**PASSAGE GIVEN**
__________________________________________________

[X86] Split WriteVecIMul/WriteVecPMULLD/WriteMPSAD/WritePSADBW into XMM and YMM/ZMM scheduler classes

Also retagged VDBPSADBW instructions as SchedWritePSADBW instead of SchedWriteVecIMul which matches the behaviour on SkylakeServer (the only thing that supports it...)

llvm-svn: 331445
diff --git a/llvm/lib/Target/X86/X86SchedBroadwell.td b/llvm/lib/Target/X86/X86SchedBroadwell.td
index ee29d63..a1b6a74 100755
--- a/llvm/lib/Target/X86/X86SchedBroadwell.td
+++ b/llvm/lib/Target/X86/X86SchedBroadwell.td
@@ -203,8 +203,10 @@
 defm : BWWriteResPair<WriteVecLogic, [BWPort015], 1, [1], 1, 5>; // Vector integer and/or/xor.
 defm : BWWriteResPair<WriteVecLogicY,[BWPort015], 1, [1], 1, 6>; // Vector integer and/or/xor (YMM/ZMM).
 defm : BWWriteResPair<WriteVecShift, [BWPort0],  1>; // Vector integer shifts.
-defm : BWWriteResPair<WriteVecIMul,  [BWPort0],   5>; // Vector integer multiply.
-defm : BWWriteResPair<WritePMULLD,   [BWPort0], 10, [2], 2, 5>; // PMULLD
+defm : BWWriteResPair<WriteVecIMul,  [BWPort0],  5, [1], 1, 5>; // Vector integer multiply.
+defm : BWWriteResPair<WriteVecIMulY, [BWPort0],  5, [1], 1, 6>; // Vector integer multiply.
+defm : BWWriteResPair<WritePMULLD,   [BWPort0], 10, [2], 2, 5>; // Vector PMULLD.
+defm : BWWriteResPair<WritePMULLDY,  [BWPort0], 10, [2], 2, 6>; // Vector PMULLD (YMM/ZMM).

__________________________________________________

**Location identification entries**

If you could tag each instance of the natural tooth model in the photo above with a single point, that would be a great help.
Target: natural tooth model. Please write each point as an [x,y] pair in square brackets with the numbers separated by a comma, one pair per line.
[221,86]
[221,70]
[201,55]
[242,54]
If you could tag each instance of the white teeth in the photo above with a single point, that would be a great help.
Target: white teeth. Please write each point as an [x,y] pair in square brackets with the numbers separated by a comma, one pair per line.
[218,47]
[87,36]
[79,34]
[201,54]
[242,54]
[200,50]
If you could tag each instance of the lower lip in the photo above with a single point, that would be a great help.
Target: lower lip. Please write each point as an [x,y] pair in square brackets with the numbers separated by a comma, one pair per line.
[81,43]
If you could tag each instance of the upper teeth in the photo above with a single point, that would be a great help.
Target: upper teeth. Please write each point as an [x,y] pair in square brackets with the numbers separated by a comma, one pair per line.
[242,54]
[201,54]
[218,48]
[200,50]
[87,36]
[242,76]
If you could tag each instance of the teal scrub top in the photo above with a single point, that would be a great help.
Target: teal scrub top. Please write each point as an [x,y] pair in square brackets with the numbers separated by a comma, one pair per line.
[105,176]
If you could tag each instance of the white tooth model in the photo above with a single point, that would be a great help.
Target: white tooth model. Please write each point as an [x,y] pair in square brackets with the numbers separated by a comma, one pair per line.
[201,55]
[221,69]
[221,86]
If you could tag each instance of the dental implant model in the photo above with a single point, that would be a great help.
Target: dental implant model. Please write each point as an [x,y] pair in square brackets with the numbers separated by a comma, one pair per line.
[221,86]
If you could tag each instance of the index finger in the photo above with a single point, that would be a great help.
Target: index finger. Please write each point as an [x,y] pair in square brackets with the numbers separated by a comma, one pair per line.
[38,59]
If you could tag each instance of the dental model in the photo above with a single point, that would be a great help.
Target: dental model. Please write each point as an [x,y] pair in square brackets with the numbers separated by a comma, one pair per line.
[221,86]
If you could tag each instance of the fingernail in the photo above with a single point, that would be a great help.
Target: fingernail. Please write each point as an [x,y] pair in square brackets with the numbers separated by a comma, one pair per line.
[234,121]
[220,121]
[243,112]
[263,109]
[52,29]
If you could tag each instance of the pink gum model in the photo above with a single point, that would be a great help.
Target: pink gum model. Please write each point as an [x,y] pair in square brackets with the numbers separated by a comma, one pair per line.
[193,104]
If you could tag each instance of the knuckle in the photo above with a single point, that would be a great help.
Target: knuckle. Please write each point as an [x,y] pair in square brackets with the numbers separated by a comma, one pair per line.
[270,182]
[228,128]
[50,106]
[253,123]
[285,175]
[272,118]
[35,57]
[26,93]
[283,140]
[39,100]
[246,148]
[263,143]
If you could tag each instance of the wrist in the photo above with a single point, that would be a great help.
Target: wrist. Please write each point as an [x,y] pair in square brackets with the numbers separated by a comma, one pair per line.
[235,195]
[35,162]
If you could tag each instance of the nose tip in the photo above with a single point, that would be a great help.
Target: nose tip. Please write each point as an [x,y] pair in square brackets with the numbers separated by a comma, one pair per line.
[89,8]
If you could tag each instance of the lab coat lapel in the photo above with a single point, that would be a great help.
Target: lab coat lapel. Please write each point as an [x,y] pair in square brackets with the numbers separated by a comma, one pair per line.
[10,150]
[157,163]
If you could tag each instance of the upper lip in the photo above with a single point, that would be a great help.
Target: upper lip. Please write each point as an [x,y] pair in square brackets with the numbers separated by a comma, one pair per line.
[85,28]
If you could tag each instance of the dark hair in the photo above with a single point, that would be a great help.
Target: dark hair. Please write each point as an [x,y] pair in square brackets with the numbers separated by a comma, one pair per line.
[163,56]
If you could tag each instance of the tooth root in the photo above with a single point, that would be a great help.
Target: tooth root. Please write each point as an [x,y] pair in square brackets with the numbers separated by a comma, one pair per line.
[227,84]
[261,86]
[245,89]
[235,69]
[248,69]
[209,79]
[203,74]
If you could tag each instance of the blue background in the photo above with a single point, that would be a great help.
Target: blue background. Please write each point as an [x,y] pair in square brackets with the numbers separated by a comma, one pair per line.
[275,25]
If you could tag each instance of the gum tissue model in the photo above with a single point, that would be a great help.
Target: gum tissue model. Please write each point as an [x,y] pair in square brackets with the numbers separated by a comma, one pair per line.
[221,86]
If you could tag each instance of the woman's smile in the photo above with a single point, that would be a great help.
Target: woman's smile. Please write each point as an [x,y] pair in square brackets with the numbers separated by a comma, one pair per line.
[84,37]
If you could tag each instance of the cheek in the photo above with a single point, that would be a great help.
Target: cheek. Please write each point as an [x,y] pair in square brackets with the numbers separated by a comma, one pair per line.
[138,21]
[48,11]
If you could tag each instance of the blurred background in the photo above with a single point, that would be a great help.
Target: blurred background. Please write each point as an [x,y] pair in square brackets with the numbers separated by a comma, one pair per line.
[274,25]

__________________________________________________

**REQUIRED TASK 1**
Decide whether each statement below agrees with the X86 scheduler commit. Answer yes or no, and quote the deciding words of the commit exactly. (a) The VDBPSADBW instructions were retagged as SchedWritePSADBW. (b) The commit splits WriteMPSAD into XMM and YMM/ZMM scheduler classes. (c) The new WriteVecIMulY line in the Broadwell file uses BWPort1.
**REQUIRED TASK 2**
Resume the X86 scheduler commit, starting after its last line.

**RIGHT ANSWER 1**
(a) Yes: "Also retagged VDBPSADBW instructions as SchedWritePSADBW instead of SchedWriteVecIMul"
(b) Yes: "Split WriteVecIMul/WriteVecPMULLD/WriteMPSAD/WritePSADBW into XMM and YMM/ZMM scheduler classes"
(c) No: "WriteVecIMulY, [BWPort0]"

**RIGHT ANSWER 2**
 defm : BWWriteResPair<WriteShuffle,  [BWPort5], 1, [1], 1, 5>; // Vector shuffles.
 defm : BWWriteResPair<WriteShuffleY, [BWPort5], 1, [1], 1, 6>; // Vector shuffles (YMM/ZMM).
 defm : BWWriteResPair<WriteVarShuffle, [BWPort5], 1, [1], 1, 5>; // Vector variable shuffles.
@@ -214,8 +216,10 @@
 defm : BWWriteResPair<WriteVarBlend,  [BWPort5], 2, [2], 2, 5>; // Vector variable blends.
 defm : BWWriteResPair<WriteVarBlendY, [BWPort5], 2, [2], 2, 6>; // Vector variable blends (YMM/ZMM).
 defm : BWWriteResPair<WriteMPSAD,  [BWPort0, BWPort5], 7, [1, 2], 3, 5>; // Vector MPSAD.
-defm : BWWriteResPair<WritePSADBW,   [BWPort0],   5>; // Vector PSADBW.
-defm : BWWriteResPair<WritePHMINPOS, [BWPort0],   5>; // Vector PHMINPOS.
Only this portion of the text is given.